## Exercise prompt
Filter the data below for the string "canopy" and copy each matching line.
○ ○ ○ ○ ○
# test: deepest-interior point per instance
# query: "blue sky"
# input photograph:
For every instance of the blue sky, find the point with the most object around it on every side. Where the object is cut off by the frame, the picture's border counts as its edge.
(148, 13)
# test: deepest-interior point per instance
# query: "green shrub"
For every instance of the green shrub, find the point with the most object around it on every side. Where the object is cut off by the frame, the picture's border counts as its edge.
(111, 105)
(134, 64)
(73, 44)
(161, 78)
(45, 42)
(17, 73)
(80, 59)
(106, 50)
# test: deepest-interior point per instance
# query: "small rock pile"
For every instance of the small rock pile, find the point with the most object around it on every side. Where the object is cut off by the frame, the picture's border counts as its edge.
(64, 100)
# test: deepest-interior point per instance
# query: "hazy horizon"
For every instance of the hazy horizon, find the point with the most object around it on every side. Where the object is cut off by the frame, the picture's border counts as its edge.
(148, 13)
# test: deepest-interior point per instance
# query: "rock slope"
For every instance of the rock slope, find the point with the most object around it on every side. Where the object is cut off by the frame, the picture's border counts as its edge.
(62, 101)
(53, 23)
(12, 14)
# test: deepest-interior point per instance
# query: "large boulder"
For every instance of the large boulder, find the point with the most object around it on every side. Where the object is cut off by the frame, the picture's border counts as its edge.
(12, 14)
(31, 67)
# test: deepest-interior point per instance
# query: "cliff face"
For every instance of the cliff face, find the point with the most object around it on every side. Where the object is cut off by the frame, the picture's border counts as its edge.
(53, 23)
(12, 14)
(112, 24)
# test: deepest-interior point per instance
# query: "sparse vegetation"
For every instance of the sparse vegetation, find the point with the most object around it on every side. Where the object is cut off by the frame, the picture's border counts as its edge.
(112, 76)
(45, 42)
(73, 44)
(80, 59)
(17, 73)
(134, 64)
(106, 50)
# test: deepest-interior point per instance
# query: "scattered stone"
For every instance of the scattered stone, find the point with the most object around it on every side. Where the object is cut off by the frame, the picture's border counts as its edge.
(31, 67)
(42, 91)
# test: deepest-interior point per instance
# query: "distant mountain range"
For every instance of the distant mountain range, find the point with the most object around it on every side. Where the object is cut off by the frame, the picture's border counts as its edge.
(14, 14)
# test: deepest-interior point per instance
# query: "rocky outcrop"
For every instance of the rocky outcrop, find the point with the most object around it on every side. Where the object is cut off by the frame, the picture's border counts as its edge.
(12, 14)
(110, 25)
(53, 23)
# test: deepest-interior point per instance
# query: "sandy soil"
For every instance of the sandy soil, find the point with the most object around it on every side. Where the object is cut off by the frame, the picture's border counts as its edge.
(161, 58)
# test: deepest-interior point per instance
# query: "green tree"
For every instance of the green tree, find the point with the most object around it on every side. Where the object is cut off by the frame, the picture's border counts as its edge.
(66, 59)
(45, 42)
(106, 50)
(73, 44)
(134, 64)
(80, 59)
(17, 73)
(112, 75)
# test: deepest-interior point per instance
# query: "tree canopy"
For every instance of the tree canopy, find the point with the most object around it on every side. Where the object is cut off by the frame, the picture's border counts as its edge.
○ ○ ○ ○ ○
## Task response
# query: "tree canopy"
For every instance of the tree canopy, find the point with the most object around it on every side. Where the object is cut off by the frame, the picture's border counts as its edge.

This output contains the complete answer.